Selected text
....

The first half of 2018 is in the books and the numbers are in. The U.S. manufacturing sector has experienced significant growth and job creation has reached its highest level in decades, while unemployment has held steady just a tick under 4%. Good news, right?
For the most part, yes. However, the U.S. is also in the midst of a serious labor shortage, especially in the traditional trade jobs and historically “blue-collar” positions. Manufacturing executives in the United States and other developed economies – whether involved in the production of automobiles, aircraft, trucks, or combines – agree: The single biggest threat to their operations over the next decade is a shortage of labor. The reason behind the gap relates to demographics; an oversized generation – baby boomers – is starting to retire, and not enough of the next three generations are interested in taking their place.

....

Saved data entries

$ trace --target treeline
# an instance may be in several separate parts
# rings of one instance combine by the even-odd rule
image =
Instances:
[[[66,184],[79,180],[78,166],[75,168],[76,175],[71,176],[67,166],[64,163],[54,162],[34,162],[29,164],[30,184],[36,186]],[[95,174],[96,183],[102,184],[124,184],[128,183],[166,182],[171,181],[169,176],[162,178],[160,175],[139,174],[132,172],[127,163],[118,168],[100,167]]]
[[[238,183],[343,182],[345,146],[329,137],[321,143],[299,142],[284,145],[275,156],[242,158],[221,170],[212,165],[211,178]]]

....

Task item
In the text about U.S. manufacturing above, what do manufacturing executives call the single biggest threat to their operations over the next decade?

Reply
A shortage of labor.